# Dataset items
----------

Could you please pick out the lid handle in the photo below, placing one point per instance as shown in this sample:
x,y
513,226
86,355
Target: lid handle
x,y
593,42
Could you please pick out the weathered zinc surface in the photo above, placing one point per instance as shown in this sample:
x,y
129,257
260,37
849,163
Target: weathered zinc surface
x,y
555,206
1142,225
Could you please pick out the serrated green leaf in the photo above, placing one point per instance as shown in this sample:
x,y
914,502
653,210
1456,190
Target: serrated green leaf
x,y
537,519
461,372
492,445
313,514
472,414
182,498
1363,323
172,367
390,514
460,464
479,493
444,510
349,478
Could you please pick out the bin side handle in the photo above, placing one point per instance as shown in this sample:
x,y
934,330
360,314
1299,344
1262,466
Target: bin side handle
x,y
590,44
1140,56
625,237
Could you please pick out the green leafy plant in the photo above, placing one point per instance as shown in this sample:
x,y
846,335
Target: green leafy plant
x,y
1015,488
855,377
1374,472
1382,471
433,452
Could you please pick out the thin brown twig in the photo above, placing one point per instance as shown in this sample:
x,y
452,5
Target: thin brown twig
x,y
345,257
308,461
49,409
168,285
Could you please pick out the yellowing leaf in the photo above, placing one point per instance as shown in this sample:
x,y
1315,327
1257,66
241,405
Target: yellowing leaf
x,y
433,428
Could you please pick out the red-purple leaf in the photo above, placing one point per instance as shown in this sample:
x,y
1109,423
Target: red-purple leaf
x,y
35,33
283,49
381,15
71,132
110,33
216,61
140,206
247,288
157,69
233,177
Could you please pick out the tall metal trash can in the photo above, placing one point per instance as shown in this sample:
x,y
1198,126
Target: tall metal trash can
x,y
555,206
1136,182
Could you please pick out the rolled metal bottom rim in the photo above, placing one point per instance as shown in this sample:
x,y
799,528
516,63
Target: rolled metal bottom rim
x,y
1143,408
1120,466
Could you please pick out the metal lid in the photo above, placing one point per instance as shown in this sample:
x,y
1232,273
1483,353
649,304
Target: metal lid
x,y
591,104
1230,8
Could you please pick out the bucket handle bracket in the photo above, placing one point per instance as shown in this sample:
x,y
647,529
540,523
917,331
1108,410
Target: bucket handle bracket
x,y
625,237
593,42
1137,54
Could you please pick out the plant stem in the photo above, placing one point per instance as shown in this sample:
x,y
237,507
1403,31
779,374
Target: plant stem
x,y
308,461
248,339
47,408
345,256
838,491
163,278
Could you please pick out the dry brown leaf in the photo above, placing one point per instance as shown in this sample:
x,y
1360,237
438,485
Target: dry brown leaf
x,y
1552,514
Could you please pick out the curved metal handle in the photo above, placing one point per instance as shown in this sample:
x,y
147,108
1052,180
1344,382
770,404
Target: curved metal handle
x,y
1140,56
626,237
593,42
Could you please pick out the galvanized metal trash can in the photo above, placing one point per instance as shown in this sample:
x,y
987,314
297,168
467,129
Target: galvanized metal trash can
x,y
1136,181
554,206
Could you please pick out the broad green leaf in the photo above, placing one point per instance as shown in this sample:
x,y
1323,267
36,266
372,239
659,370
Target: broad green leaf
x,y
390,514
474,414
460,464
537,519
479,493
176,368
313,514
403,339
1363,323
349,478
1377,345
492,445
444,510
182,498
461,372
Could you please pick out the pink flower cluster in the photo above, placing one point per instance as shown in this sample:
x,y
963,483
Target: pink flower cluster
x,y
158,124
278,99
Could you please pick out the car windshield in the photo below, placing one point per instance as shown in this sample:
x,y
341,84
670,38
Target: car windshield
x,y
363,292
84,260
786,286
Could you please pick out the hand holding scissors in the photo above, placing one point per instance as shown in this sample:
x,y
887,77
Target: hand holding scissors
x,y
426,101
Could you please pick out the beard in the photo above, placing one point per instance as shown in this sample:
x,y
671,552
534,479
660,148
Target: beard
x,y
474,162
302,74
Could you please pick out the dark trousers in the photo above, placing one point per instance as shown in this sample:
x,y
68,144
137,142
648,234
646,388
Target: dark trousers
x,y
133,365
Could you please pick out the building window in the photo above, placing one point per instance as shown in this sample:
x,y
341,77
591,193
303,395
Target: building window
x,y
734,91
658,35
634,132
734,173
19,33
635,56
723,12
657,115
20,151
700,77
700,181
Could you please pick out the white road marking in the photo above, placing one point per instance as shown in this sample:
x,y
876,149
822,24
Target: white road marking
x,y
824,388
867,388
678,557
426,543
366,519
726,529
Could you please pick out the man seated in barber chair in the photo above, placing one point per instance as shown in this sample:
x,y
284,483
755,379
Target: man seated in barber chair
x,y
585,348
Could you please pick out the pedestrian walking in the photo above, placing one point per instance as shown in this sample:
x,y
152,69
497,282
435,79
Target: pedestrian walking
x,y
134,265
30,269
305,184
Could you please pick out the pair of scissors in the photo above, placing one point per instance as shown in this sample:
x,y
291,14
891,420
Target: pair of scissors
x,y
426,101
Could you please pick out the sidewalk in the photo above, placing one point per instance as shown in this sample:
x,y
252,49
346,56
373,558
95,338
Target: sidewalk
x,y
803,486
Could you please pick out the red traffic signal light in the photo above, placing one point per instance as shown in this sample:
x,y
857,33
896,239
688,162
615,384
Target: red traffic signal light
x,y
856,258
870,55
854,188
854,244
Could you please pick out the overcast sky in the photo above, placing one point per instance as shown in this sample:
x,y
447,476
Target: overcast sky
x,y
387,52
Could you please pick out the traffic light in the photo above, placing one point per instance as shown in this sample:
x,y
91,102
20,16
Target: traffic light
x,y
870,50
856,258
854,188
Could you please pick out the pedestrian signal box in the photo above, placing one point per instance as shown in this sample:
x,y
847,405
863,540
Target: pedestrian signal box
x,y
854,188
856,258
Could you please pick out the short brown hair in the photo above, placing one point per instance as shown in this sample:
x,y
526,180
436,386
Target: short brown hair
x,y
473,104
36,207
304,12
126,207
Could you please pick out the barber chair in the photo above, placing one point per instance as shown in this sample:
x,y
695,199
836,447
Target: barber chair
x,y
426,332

----------

# WHAT YOU WILL DO
Please go through the data above and copy every line that has the word "below".

# RESULT FOR THIS TASK
Could you please pick out the lid handle in the photo below, placing one point per instance as shown in this sample:
Could you please pick out the car windshield in the photo below, placing one point per instance as shown in this sample:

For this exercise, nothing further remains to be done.